Although there was no evidence of the precise magnitude of the actual CD settlement discount, the Court of Chancery did not err by selecting 15% as a reasonable measure. That percentage was based on evidence that the CD minority shareholders had accepted a price lower than CD's fair value, as well as the Court of Chancery's extensive expertise in the appraisal of corporate enterprises—an expertise that this Court has recognized on several occasions.50 To reiterate, where, as here, one side of the litigation presents no competent evidence to aid the Court in discharging its duty to make an independent valuation, we will defer to the Vice Chancellor's valuation approach unless it is manifestly unreasonable, i.e., on its face is outside a range of reasonable values.51 Here, the record supports the conclusion that the use of a 15% adjustment was reasonable and a judicious application of the Vice Chancellor's valuation expertise.

3. Eliminating The Management Fees Paid by MCHC To Palmer As An Input To The DCF Valuation

MCHC's third claim of error challenges the Court of Chancery's adjustment of MCHC's financial statements to eliminate from the DCF valuation the management fees Palmer had charged MCHC. The Court found that those fees were essentially a pretext, unrelated to the actual furnishing of management services, that Price used to justify upstreaming money from MCHC to Palmer. The Vice Chancellor upheld Sherman's elimination of those fees from MCHC's financial statements for purposes of conducting his DCF valuation. On appeal, MCHC contends that the elimination of those fees was not supported by the evidence. The record, however, shows otherwise.

Because there were no management projections upon which Sherman could rely to project MCHC's future cash flows, Sherman had to create his own forecasts. To do that he relied upon various sources, including MCHC's financial statements.52 But Sherman did not accept MCHC's financial statements at face value. In his review of those statements, he identified several irregularities.53 The management fees that Palmer charged to MCHC represented one of those irregularities. The evidence established that since 1998, Palmer had charged MCHC more than $3 million in management fees, and that in the first five months of 2001 alone, those fees totaled $603,000. To determine MCHC's future cash flows more accurately, Sherman eliminated those fees.

|---|

> _INSTRUCTION 1_
According to the court opinion on the MCHC appraisal, what total did Palmer charge MCHC in management fees in the first five months of 2001?
> _INSTRUCTION 2_
Pick up the court opinion on the MCHC appraisal after its final sentence and keep writing it.

Position identification records
|---|

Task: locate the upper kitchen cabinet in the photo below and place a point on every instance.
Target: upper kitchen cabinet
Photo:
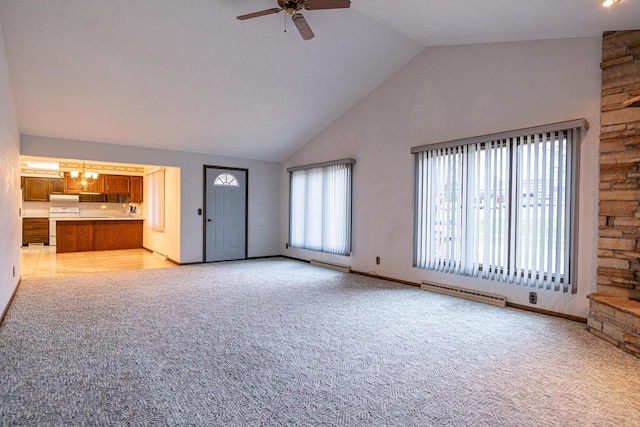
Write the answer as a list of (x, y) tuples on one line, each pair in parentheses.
[(35, 189), (72, 186), (136, 189), (56, 185), (116, 184)]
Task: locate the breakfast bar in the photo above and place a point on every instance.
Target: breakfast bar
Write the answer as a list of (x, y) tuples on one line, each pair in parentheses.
[(98, 234)]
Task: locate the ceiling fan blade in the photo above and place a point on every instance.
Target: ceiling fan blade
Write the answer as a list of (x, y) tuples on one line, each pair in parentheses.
[(257, 14), (303, 27), (327, 4)]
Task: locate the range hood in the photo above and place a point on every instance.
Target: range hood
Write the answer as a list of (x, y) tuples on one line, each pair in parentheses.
[(64, 198)]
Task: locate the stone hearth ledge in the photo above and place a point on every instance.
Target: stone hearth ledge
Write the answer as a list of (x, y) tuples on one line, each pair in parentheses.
[(616, 320)]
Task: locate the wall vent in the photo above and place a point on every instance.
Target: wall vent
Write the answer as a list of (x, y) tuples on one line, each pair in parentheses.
[(498, 300), (331, 265)]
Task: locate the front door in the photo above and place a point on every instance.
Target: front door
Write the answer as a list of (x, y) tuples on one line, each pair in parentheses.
[(225, 214)]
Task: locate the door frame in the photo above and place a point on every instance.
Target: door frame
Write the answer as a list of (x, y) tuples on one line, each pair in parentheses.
[(204, 210)]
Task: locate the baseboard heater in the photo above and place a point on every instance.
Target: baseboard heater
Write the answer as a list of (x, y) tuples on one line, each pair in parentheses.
[(331, 266), (493, 299)]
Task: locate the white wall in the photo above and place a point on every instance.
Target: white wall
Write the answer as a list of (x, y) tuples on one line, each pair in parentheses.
[(448, 93), (10, 236), (264, 187), (166, 242)]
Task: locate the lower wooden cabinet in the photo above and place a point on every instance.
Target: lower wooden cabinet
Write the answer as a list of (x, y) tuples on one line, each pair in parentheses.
[(35, 230), (79, 236)]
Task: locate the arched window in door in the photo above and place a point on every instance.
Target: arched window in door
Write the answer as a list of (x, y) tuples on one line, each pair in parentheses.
[(226, 179)]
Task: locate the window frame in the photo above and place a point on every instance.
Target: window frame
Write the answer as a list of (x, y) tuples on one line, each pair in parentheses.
[(575, 128), (348, 161)]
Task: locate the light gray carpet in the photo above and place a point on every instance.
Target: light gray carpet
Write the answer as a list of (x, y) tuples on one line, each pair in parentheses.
[(278, 342)]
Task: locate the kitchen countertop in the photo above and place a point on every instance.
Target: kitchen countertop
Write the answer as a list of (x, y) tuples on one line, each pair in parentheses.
[(102, 218)]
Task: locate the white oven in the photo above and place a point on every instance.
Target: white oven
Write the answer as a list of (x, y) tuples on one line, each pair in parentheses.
[(60, 212)]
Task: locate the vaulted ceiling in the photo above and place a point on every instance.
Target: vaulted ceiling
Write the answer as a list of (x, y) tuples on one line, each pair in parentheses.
[(186, 75)]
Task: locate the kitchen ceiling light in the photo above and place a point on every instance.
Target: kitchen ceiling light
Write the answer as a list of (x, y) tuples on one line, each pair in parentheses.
[(83, 177), (41, 165)]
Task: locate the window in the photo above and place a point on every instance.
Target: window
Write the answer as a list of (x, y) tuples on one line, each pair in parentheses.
[(500, 207), (226, 179), (320, 207), (155, 218)]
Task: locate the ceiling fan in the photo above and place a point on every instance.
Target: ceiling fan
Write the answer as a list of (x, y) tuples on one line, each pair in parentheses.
[(293, 6)]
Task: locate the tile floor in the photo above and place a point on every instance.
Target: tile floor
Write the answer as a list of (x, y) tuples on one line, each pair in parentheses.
[(42, 261)]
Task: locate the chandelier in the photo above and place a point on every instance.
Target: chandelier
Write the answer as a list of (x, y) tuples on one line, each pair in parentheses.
[(83, 177)]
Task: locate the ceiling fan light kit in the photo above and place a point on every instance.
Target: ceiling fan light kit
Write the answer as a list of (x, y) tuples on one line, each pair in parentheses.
[(292, 7)]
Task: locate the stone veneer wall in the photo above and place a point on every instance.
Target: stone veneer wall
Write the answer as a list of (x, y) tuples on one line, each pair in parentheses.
[(619, 242), (614, 310)]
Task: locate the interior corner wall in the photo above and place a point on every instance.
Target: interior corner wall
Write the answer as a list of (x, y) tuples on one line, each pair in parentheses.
[(264, 187), (11, 235), (166, 242), (449, 93)]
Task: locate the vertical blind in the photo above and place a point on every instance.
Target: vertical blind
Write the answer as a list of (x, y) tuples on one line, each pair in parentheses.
[(320, 207), (156, 201), (500, 208)]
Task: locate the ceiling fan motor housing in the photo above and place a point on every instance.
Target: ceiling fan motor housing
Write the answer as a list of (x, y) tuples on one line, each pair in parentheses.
[(292, 6)]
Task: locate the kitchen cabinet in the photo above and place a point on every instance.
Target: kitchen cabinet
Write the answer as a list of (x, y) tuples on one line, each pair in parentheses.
[(116, 184), (136, 189), (35, 230), (97, 235), (72, 186), (35, 189), (56, 186)]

|---|

> _EXERCISE OUTPUT 1_
$603,000.

> _EXERCISE OUTPUT 2_
The Court of Chancery found that Sherman's subtraction of the management fees was appropriate, and the record amply supports that finding. None of Price's officers who testified were able to explain what management services Palmer had provided to MCHC, or how those management fees were calculated. Indeed, Price's CEO characterized the fees (under oath) as "accounting bullshit." The Court was also troubled by the fact that Palmer charged management fees only to its subsidiaries that had minority shareholders, but not to those subsidiaries that Palmer wholly owned. Tellingly, after Palmer eliminated MCHC's minority shareholders in the merger, Palmer stopped charging management fees to MCHC.

That evidence strongly supports the elimination of the management fees as an expense. Accordingly, we uphold the Court's determination that Sherman properly eliminated those management fees in conducting his DCF valuation analysis.

The Adoption Of a Flat Prejudgment Interest Rate

Finally, MCHC claims that the Court of Chancery erred by setting the prejudgment interest rate at a flat 8.25%. That rate represented the legal rate of interest, which is defined by 6 Del. C. § 2301(a) as the federal discount rate plus 5%. MCHC does not dispute the Court's adoption of the legal rate of interest. What MCHC contends is that the Court was required to adjust that rate to reflect the periodic changes to the federal discount rate.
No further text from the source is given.